• PROBLEM TO SOLVE: Pull out every line of the items below that contains the string "woman", and copy each such line in full.

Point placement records
....................
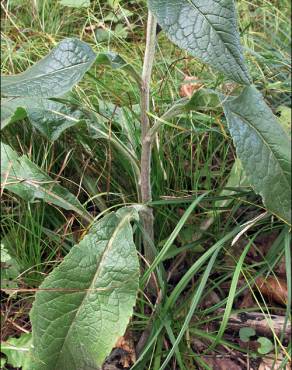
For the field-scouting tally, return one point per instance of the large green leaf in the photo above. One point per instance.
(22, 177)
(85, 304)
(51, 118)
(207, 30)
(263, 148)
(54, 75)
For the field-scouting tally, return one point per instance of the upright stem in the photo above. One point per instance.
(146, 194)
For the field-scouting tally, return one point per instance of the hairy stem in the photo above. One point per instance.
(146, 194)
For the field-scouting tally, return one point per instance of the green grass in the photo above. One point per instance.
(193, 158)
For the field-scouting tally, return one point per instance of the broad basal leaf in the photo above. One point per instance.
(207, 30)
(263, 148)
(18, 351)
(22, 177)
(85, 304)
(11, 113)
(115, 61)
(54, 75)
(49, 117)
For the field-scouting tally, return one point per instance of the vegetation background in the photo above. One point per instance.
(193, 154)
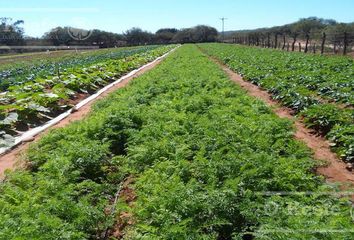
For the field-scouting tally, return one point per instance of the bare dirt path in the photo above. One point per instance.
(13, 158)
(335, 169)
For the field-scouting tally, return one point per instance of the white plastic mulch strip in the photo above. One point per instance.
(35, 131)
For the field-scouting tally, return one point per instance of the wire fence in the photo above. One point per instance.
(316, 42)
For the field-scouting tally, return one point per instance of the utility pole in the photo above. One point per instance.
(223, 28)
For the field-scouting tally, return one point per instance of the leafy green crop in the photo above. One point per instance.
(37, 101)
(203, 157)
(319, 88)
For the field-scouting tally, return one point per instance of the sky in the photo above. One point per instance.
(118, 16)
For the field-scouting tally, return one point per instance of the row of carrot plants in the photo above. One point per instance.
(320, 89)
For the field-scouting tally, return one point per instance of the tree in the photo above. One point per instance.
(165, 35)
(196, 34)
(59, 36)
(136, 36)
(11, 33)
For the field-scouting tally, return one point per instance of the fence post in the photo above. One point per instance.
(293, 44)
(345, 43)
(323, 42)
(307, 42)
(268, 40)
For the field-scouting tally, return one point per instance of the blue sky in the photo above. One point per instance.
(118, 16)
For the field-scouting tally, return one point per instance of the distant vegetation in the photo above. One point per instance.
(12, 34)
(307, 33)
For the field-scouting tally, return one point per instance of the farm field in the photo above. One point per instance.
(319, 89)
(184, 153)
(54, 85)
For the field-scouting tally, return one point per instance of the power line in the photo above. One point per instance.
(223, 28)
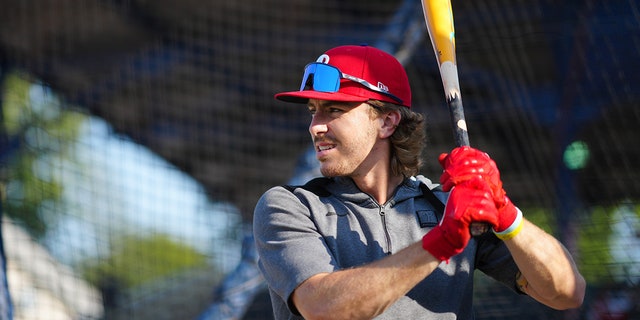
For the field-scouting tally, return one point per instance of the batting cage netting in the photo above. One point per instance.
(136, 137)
....................
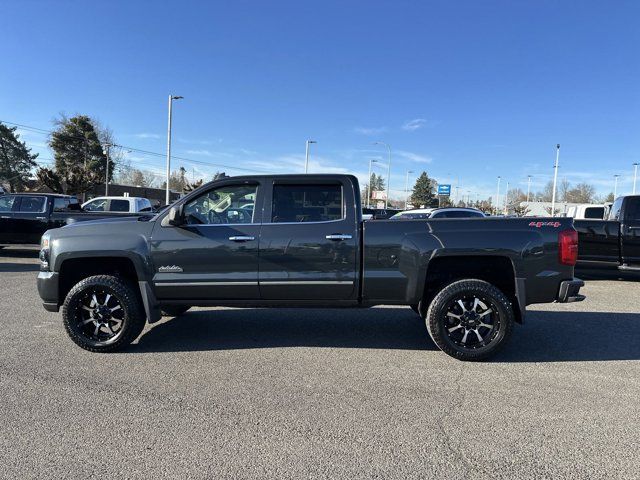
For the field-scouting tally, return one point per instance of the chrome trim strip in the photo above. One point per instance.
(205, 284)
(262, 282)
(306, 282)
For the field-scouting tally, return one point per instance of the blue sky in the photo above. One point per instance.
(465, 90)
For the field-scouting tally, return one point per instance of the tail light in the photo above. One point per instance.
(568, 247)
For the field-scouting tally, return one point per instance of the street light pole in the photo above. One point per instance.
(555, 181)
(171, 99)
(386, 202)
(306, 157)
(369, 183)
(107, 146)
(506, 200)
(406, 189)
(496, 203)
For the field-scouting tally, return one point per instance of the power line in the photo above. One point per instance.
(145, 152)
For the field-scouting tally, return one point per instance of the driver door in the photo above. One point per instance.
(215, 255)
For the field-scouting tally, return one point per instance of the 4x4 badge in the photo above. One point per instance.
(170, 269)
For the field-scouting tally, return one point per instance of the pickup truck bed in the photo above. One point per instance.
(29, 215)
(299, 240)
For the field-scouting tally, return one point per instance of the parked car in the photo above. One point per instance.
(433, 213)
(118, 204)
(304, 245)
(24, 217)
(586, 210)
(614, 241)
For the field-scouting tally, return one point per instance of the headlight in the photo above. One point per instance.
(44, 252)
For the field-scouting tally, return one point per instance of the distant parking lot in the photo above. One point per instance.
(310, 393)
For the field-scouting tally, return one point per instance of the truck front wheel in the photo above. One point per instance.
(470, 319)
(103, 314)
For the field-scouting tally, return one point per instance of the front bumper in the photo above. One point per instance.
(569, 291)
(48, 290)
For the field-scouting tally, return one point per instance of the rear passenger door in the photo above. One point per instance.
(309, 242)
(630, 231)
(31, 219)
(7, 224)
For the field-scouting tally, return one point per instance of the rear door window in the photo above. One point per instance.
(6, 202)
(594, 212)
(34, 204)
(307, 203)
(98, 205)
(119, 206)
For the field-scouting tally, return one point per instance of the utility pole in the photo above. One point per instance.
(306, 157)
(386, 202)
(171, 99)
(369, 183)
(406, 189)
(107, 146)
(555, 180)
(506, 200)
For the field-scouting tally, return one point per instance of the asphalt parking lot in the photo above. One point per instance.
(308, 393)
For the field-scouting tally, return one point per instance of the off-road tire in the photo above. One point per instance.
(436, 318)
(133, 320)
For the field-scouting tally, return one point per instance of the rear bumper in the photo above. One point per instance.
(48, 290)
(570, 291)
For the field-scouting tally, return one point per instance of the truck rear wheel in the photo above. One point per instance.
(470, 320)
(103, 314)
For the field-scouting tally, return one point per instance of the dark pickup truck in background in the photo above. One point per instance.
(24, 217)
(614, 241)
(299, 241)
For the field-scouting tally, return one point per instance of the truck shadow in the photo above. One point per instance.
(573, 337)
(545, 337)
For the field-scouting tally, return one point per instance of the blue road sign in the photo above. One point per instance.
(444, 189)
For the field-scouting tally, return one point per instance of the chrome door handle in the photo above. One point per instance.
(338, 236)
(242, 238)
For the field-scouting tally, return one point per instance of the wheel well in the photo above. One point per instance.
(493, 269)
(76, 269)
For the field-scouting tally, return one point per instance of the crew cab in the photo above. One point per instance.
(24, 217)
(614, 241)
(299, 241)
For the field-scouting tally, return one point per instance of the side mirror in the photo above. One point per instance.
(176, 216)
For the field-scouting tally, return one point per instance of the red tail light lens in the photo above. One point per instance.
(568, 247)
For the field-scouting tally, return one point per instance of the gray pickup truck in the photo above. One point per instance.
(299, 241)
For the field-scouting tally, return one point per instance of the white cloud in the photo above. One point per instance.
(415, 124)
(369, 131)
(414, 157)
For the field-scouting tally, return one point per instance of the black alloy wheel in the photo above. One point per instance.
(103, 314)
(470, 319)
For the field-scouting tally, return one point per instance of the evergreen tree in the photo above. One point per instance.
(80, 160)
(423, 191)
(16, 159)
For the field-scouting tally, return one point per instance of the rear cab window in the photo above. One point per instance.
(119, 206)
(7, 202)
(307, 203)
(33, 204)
....................
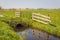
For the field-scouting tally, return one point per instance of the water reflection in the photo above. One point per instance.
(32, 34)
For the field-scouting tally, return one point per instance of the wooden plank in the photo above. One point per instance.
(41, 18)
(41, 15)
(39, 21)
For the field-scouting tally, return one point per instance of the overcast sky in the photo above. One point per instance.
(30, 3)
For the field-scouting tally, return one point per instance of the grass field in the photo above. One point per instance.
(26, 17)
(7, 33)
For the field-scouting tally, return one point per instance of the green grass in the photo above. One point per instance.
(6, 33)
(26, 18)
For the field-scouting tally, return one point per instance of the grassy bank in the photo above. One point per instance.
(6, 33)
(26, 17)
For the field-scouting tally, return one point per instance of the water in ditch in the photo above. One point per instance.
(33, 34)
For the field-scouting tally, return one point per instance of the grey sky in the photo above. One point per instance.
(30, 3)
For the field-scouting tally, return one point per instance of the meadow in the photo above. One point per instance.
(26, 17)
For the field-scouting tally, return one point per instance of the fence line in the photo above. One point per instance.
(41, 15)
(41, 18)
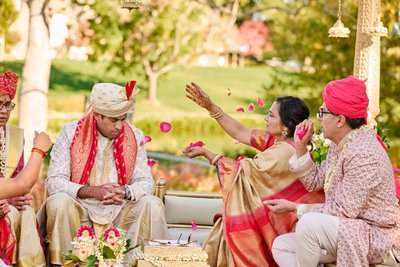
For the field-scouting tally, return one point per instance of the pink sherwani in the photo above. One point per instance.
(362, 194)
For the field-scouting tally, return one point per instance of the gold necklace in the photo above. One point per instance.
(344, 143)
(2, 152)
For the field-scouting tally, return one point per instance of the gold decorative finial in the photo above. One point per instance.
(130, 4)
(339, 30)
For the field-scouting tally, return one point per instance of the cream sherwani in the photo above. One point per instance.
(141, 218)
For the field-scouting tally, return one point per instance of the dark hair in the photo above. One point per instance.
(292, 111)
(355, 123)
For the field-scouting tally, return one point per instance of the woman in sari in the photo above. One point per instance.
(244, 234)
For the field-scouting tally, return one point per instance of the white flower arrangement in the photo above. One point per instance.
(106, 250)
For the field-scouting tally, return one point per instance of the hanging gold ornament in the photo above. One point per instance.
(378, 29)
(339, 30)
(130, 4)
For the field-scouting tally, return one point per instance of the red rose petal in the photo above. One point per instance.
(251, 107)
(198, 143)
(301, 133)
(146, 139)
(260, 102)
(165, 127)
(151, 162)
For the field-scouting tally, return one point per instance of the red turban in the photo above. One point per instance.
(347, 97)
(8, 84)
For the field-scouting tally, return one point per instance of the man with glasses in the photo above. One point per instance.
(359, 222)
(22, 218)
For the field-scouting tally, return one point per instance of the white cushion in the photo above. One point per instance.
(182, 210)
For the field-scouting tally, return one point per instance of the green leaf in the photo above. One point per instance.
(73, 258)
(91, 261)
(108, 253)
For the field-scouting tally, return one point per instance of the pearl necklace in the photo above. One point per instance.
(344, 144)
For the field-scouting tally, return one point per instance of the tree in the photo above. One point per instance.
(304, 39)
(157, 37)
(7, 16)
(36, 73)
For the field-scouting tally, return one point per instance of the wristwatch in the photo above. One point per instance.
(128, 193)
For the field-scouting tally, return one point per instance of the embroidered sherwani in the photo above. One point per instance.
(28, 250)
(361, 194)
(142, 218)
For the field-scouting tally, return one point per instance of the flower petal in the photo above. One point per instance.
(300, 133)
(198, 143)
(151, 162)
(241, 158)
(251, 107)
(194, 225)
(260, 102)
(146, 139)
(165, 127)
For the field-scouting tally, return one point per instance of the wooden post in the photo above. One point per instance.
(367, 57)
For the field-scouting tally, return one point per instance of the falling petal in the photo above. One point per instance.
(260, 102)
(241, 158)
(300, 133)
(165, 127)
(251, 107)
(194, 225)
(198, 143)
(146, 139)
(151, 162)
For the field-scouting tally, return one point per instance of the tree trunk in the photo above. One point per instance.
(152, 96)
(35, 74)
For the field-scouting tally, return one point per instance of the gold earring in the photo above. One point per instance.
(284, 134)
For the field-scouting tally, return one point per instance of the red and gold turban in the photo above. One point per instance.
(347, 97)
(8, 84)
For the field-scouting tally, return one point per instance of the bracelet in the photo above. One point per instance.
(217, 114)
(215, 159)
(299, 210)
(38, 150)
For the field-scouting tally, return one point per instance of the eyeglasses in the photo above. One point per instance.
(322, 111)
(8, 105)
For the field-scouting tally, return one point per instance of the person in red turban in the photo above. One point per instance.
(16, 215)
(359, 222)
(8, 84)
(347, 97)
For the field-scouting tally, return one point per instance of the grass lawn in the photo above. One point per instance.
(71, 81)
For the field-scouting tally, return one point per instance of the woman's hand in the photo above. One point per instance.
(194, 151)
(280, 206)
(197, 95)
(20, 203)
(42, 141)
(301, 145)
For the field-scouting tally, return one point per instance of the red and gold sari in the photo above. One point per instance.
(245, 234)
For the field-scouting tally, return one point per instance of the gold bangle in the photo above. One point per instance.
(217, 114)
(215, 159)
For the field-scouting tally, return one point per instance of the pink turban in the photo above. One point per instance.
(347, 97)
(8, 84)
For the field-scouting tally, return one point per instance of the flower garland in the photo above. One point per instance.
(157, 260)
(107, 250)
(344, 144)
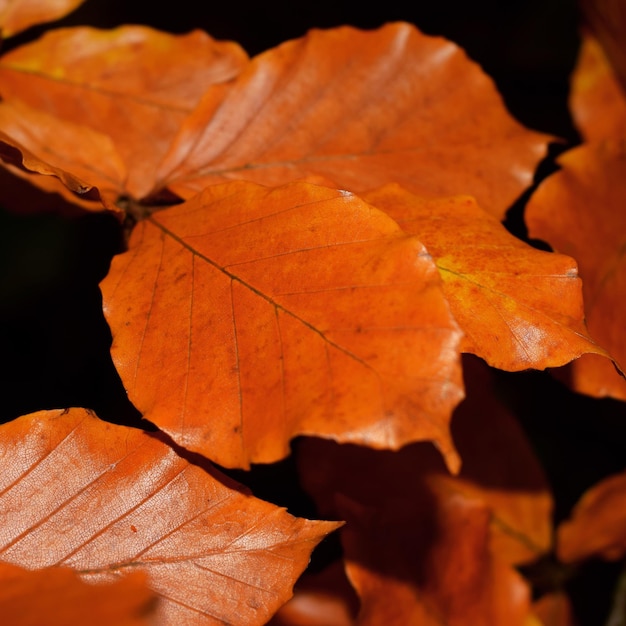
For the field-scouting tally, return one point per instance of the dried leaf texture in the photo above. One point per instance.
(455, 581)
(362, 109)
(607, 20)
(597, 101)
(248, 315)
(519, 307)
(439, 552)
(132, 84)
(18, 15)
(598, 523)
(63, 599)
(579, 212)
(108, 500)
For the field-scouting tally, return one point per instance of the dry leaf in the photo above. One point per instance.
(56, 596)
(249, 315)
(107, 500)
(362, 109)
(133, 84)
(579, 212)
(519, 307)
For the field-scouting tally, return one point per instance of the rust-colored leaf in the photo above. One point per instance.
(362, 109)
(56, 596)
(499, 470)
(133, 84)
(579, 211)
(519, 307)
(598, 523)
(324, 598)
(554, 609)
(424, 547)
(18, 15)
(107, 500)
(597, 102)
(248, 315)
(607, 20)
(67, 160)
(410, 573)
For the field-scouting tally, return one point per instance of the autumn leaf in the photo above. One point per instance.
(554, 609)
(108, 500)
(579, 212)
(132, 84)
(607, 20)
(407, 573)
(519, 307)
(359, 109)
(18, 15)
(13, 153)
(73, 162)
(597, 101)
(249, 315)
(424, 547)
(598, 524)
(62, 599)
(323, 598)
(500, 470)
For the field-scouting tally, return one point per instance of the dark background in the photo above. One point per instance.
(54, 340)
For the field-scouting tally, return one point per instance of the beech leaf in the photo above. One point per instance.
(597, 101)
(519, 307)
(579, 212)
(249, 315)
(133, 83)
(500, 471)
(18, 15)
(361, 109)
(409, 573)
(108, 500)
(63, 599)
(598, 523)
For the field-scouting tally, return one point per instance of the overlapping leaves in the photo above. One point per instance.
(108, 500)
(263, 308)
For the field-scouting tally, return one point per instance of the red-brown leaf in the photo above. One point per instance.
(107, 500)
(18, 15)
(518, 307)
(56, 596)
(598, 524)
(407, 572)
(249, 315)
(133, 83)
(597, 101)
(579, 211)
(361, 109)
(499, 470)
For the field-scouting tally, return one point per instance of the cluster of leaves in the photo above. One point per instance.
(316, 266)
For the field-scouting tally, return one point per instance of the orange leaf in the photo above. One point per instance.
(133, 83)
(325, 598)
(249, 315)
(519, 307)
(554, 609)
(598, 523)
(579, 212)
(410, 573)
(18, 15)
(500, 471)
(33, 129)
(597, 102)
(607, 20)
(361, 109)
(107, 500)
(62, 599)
....................
• OUTPUT OF THE TASK:
For the field-scouting tally, return one point per instance of the woman in sari in the photo above. One point per instance.
For the field-scouting tally, return one point per instance of the woman's hand in the photo above. One point per instance.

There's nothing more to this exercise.